> **SOURCE EXTRACT**:

# elegance # Etiquette

Ten Ways To Be Effortlessly Polished | Elegant Behaviors

In continuation of my series on being elegant and polished, I am sharing ten more ways to be effortlessly polished. These tips focus more on being rather than "looking". I do hope you enjoy today's video


Equally important to how we look is how we behave. They both go hand-in-hand in exuding elegance. Today we are going to examine how we carry ourselves and how we treat the spaces around us as well as other people...

Carry yourself gracefully From your posture to the way you walk, carry yourself gracefully. Here’s a trick: set up a camera and film yourself doing an activity (like cleaning the living room). This will allow you to see yourself as others see you. You might notice you hunch your shoulders when you get stressed, or that you tend to stomp your feet instead of lightly walking gracefully. Aim to be intentional about how you carry yourself for a polished outcome. 

Eye contact Eye contact vs. shifty eyes… which ones seems more calming and grounded? We all know it’s eye contact. No matter who you are speaking to, give them your full attention with eye contact. Avoid looking over their shoulder or at other people, which gives the impression that you are not listening to them or interested in what they’re saying. 

A clean car I get an F- on this one… I do. But I will try to get better at it. If your self-presentation is neat and your home is neat, well… your car should be neat too. Avoid trash and excess bags and clothing and whatever else ends up cluttering up the car. Go for a tidy interior and exterior to extend elegance to the road.

> **BRIEF 1**:
Could you quote the records word for word, starting at the line that contains "[point] every instance of the vegetation" and ending at their final line, with both of those lines included?
The records that follow have no connection to the etiquette post.

> **DATA SECTION**:
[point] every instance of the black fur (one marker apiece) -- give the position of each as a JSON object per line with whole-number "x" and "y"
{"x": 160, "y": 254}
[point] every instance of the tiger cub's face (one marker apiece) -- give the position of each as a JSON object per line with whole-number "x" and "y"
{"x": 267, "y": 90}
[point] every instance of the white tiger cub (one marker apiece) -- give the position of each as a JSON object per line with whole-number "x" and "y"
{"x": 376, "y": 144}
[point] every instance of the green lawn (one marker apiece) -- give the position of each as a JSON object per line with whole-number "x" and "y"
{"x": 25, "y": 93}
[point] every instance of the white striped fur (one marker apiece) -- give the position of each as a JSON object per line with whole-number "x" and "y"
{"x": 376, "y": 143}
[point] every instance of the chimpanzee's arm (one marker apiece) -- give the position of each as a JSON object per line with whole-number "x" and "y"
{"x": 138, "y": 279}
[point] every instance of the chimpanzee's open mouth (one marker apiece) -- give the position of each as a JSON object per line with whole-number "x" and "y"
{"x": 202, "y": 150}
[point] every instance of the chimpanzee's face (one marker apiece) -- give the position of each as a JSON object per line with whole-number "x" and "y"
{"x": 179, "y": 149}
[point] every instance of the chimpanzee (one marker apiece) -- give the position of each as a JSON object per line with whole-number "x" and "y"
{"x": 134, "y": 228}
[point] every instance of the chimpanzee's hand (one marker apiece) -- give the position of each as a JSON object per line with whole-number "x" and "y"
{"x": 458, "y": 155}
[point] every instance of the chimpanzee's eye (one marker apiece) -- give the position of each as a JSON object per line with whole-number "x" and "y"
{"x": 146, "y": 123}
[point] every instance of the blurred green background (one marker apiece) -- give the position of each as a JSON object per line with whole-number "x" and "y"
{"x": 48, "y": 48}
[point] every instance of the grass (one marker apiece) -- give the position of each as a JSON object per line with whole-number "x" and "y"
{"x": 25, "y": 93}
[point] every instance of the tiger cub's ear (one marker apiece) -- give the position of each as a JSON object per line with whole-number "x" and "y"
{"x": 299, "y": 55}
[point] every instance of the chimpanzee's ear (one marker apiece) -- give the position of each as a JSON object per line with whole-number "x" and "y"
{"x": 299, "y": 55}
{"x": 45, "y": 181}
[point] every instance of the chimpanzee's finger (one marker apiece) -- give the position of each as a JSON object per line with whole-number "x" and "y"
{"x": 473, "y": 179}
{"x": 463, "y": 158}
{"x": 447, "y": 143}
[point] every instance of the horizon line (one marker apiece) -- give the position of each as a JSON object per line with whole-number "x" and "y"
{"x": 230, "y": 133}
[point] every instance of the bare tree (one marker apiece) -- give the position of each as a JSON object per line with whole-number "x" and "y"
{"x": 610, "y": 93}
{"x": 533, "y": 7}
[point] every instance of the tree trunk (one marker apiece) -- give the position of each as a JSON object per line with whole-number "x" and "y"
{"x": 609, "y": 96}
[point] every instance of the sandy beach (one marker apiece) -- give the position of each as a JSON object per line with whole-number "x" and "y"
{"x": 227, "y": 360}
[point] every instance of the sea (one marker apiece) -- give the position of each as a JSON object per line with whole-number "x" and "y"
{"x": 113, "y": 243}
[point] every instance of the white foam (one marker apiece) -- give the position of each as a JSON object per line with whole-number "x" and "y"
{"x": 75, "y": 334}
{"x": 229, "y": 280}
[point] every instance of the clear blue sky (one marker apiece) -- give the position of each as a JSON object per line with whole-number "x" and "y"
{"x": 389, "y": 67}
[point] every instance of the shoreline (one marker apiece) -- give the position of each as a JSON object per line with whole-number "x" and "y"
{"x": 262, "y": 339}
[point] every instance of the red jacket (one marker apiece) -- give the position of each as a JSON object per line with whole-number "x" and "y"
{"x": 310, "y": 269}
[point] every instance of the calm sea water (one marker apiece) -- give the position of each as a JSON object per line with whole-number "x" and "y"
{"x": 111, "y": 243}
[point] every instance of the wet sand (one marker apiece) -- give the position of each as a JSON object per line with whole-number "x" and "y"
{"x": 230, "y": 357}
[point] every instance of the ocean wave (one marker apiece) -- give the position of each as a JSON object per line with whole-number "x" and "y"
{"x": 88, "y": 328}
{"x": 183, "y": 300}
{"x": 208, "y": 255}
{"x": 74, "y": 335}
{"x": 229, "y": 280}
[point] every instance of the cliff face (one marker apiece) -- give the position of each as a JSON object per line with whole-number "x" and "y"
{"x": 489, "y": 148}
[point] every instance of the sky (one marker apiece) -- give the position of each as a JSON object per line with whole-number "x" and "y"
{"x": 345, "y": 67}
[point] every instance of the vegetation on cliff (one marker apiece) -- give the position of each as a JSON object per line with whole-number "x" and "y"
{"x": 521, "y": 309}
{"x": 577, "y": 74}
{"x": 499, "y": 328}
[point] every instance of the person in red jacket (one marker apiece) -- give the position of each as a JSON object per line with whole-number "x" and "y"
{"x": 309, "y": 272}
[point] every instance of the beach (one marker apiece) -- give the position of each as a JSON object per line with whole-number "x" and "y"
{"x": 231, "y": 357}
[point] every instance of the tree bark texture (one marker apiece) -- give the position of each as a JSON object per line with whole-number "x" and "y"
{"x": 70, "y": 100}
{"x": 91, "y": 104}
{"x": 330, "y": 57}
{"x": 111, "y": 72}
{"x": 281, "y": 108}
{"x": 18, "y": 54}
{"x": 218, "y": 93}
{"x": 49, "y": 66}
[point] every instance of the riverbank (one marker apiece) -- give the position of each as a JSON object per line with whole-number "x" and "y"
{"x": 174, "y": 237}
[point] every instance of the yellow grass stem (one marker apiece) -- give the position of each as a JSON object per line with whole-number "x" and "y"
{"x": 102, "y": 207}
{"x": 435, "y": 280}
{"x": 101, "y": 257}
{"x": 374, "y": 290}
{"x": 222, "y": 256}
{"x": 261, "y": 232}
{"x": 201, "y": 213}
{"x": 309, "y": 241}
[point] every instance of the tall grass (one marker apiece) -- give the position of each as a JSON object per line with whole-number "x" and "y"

> **BRIEF 2**:
Could you print the entire etiquette post verbatim?

> **FULL ANSWER 1**:
[point] every instance of the vegetation on cliff (one marker apiece) -- give the position of each as a JSON object per line with whole-number "x" and "y"
{"x": 521, "y": 309}
{"x": 577, "y": 74}
{"x": 499, "y": 328}
[point] every instance of the person in red jacket (one marker apiece) -- give the position of each as a JSON object per line with whole-number "x" and "y"
{"x": 309, "y": 272}
[point] every instance of the beach (one marker apiece) -- give the position of each as a JSON object per line with whole-number "x" and "y"
{"x": 231, "y": 357}
[point] every instance of the tree bark texture (one marker apiece) -- give the position of each as a JSON object per line with whole-number "x" and "y"
{"x": 70, "y": 100}
{"x": 91, "y": 104}
{"x": 330, "y": 57}
{"x": 111, "y": 72}
{"x": 281, "y": 108}
{"x": 18, "y": 54}
{"x": 218, "y": 93}
{"x": 49, "y": 66}
[point] every instance of the riverbank (one marker apiece) -- give the position of each as a JSON object per line with whole-number "x" and "y"
{"x": 174, "y": 237}
[point] every instance of the yellow grass stem (one marker apiece) -- give the position of each as a JSON object per line with whole-number "x" and "y"
{"x": 102, "y": 207}
{"x": 435, "y": 280}
{"x": 101, "y": 257}
{"x": 374, "y": 290}
{"x": 222, "y": 256}
{"x": 261, "y": 232}
{"x": 201, "y": 213}
{"x": 309, "y": 241}
[point] every instance of the tall grass (one marker apiece) -- give the position of each as a JSON object per line with whole-number "x" and "y"

> **FULL ANSWER 2**:
# elegance # Etiquette

Ten Ways To Be Effortlessly Polished | Elegant Behaviors

In continuation of my series on being elegant and polished, I am sharing ten more ways to be effortlessly polished. These tips focus more on being rather than "looking". I do hope you enjoy today's video


Equally important to how we look is how we behave. They both go hand-in-hand in exuding elegance. Today we are going to examine how we carry ourselves and how we treat the spaces around us as well as other people...

Carry yourself gracefully From your posture to the way you walk, carry yourself gracefully. Here’s a trick: set up a camera and film yourself doing an activity (like cleaning the living room). This will allow you to see yourself as others see you. You might notice you hunch your shoulders when you get stressed, or that you tend to stomp your feet instead of lightly walking gracefully. Aim to be intentional about how you carry yourself for a polished outcome. 

Eye contact Eye contact vs. shifty eyes… which ones seems more calming and grounded? We all know it’s eye contact. No matter who you are speaking to, give them your full attention with eye contact. Avoid looking over their shoulder or at other people, which gives the impression that you are not listening to them or interested in what they’re saying. 

A clean car I get an F- on this one… I do. But I will try to get better at it. If your self-presentation is neat and your home is neat, well… your car should be neat too. Avoid trash and excess bags and clothing and whatever else ends up cluttering up the car. Go for a tidy interior and exterior to extend elegance to the road.